Problem statement: Each entry should be given again exactly, with any image left out.

Information supplied:

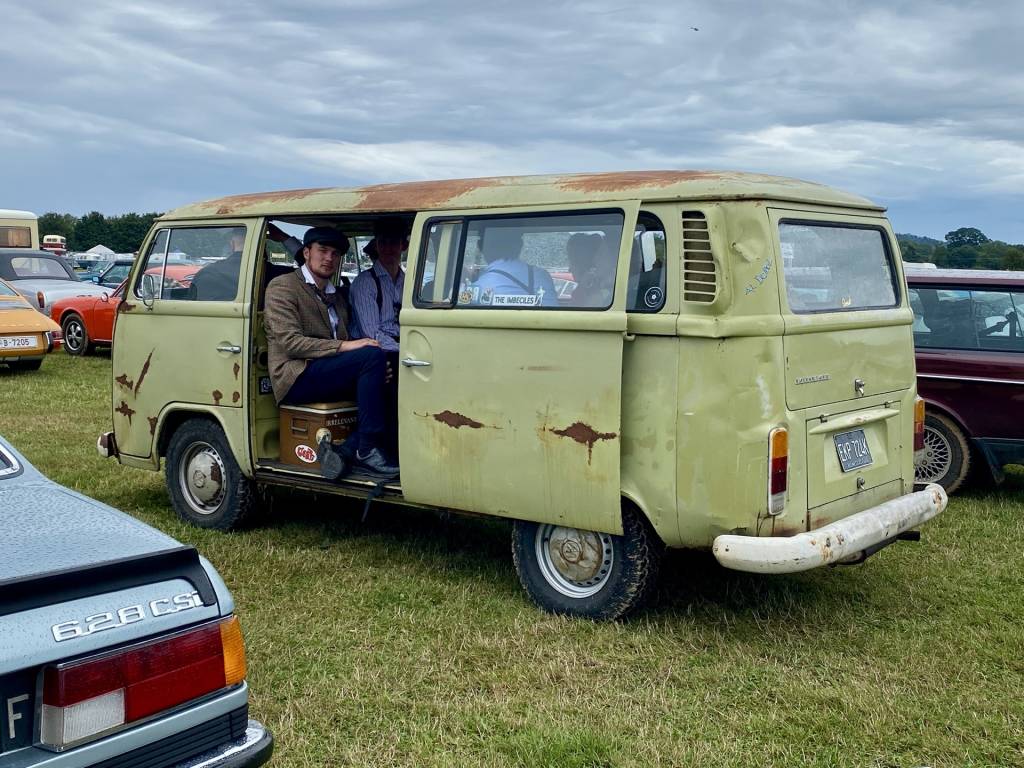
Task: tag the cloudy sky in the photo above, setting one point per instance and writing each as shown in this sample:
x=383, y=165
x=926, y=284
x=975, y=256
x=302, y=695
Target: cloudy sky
x=145, y=104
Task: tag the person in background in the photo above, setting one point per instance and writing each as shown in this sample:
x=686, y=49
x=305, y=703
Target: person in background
x=376, y=293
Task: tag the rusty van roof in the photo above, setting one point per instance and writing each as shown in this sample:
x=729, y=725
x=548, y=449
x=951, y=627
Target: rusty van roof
x=516, y=190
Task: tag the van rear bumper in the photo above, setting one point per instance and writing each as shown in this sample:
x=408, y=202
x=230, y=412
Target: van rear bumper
x=843, y=540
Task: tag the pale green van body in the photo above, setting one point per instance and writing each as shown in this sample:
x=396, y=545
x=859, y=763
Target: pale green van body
x=563, y=417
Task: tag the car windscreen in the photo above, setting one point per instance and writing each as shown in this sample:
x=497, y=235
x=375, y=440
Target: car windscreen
x=39, y=267
x=836, y=267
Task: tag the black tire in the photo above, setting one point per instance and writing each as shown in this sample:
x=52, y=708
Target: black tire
x=76, y=338
x=946, y=457
x=25, y=365
x=615, y=581
x=205, y=482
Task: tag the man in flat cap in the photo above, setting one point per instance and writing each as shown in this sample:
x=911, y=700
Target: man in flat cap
x=310, y=355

Solution to this exercise:
Task: tag the cloudy sky in the photo above, setting one point per instance and writing each as shown in this sample:
x=383, y=165
x=926, y=284
x=975, y=256
x=302, y=695
Target: cloudy sky
x=145, y=104
Task: tag the person in background in the photo above, setting one point per instance and writing each as shown in this sample:
x=686, y=49
x=305, y=703
Target: person in background
x=376, y=293
Task: tag the rusty van roof in the photo above, setting one point per instance and writing each as shown in this sample:
x=729, y=725
x=548, y=449
x=951, y=627
Target: rusty van roof
x=516, y=190
Task: tag the van rear bumper in the photo above, setting one point per instance and writing each as shown in this sample:
x=408, y=202
x=230, y=412
Target: van rear bumper
x=843, y=540
Task: tag the pale green van body in the photo above, setting one point per instance and writing each as shown in this sample:
x=396, y=545
x=859, y=763
Target: pale green van body
x=563, y=417
Task: tag the car windscreen in the photo above, setting one point per instance and writing each as shown in this sample:
x=497, y=235
x=375, y=440
Target: car windscreen
x=39, y=267
x=836, y=267
Task: tag the black tire in the photo above, setting one point per instance and writing each as shown in this sample:
x=52, y=708
Target: black tire
x=76, y=338
x=946, y=457
x=25, y=365
x=615, y=581
x=205, y=482
Task: tag the man in flat cap in the photo above, setting one point per instance and writing each as shown in this sample:
x=911, y=700
Target: man in flat cap
x=310, y=355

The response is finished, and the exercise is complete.